» STUDY TEXT
· · · ·

By Beth Ann
I have 17-year-old son. He is bright, creative and talented. In fact, the artwork on this blog site's home page is an original by Will. He is also transgender and autistic. He suffers from anxiety, depression on and off, and probable PTSD. He struggles with self-esteem and body dysmorphia. Every aspect of his life and every relationship has somehow been impacted by his conditions. I first started thinking about this blog two years ago. Will, my son, had been hospitalized following a self-harming episode. He told me immediately after, frightened by his own impulsivity. After a night in the ER, he was transferred to a mental health hospital three hours away in the morning.
At the time Will was hospitalized, I was a corporate executive with dreams of doing something with my creative interests. I spent 32 years cultivating specific skills and helping companies achieve their goals. But eventually, I felt unfulfilled. And I felt preoccupied with the health conditions of our kids, particularly Will. I began to think of sharing our experiences broadly because of the extreme loneliness and isolation we felt as the parents of a kid that many people deemed “difficult.” I'm very lucky that I had the financial means to leave my corporate career and focus more on my family. I prepared by diligently socking cash away for two years. While letting go of my salary was scary, I told myself I could always go back to the business world if I needed to. For now, I'm interested in sharing information about our family and creating a community of support for families like ours.

· · · ·

» TASK REQUIREMENTS
Please say whether each statement agrees with the post about Will, answering yes or no and quoting the words from the post that decide it. 1. After a night in the ER, Will was moved to a mental health hospital three hours away. 2. The writer spent 20 years building skills in the corporate world. 3. The writer saved money for two years before leaving the corporate career. The items after this are separate material with no link to the post about Will.

» EXTRACTED INFORMATION
· · · ·

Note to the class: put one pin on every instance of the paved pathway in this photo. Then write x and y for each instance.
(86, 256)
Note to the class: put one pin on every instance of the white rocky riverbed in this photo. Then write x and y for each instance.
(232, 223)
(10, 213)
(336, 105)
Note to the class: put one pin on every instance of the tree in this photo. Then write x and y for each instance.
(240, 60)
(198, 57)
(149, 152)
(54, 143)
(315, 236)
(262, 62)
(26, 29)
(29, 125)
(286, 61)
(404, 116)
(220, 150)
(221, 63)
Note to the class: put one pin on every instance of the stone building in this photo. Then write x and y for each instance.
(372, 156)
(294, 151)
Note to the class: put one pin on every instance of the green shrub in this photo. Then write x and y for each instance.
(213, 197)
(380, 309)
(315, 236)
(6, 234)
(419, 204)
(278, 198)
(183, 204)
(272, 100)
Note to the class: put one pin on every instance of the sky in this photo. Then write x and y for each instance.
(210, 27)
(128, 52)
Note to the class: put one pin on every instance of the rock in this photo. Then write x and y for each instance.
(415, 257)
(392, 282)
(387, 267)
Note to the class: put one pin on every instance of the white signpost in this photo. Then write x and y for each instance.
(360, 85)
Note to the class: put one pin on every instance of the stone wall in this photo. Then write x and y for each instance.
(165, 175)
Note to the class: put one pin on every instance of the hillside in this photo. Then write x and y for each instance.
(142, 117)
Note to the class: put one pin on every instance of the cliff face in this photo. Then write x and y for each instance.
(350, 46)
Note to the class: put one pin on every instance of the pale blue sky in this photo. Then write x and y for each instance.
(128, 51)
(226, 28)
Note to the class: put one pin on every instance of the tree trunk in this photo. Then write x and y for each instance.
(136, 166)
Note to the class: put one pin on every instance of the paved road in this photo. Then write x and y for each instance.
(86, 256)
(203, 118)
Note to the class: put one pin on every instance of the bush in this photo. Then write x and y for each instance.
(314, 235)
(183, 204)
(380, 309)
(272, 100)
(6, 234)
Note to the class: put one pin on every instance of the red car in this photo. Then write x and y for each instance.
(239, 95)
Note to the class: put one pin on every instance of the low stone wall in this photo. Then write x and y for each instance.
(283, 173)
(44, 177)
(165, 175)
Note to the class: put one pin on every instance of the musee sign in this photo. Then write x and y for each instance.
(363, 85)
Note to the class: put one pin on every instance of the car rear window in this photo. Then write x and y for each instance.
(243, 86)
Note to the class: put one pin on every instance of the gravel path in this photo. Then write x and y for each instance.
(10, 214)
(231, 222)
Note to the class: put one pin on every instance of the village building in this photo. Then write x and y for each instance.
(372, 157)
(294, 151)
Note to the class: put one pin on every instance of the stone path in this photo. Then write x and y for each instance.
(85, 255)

· · · ·

» RESULT OF THE EXERCISE
1. Yes: "After a night in the ER, he was transferred to a mental health hospital three hours away in the morning."
2. No: "I spent 32 years cultivating specific skills and helping companies achieve their goals."
3. Yes: "I prepared by diligently socking cash away for two years."